Pull out each line of the records below that contains the word "instance". Case counts.

_Data provided:_
::::
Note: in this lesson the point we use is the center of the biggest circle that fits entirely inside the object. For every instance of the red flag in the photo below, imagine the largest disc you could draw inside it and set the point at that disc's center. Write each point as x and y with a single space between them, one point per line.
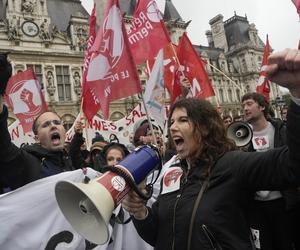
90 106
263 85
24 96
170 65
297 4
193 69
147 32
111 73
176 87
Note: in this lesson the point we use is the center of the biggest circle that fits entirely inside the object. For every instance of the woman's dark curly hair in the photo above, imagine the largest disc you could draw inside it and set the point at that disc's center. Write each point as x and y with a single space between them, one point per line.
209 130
::::
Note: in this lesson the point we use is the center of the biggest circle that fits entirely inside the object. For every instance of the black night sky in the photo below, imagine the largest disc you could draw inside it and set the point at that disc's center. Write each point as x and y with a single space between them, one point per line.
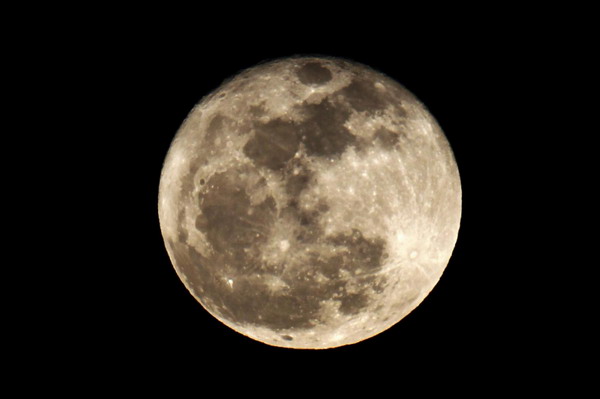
::::
_Exercise solution:_
Note: in this lesson the point we use is the center of the biggest circle that fits entirely inside the object. For every instance of the red flag in the photo below, imagine the largest disc you could draw inside it and set the point at that disc's center. Write each point as x and y with a single space between them, one point per line.
Note: in this lesson the point we use is the center of the biggest circle that fits entirely inside the object. For every instance of the woman's dark curly hair in the photo above, imagine the largest disc you could draw inside it and set the point at that disc's center. Write each point as x and y with a single space between them, one point per line.
Note: in this lesson the point we use is the center of the biggest circle that fits entirely inside the object. For every instance of the black night sky in the photo below, imagine the largest disc you could draw inside it and set the point at that disc's center. Write each point as x and y with a single space between them, one point per line.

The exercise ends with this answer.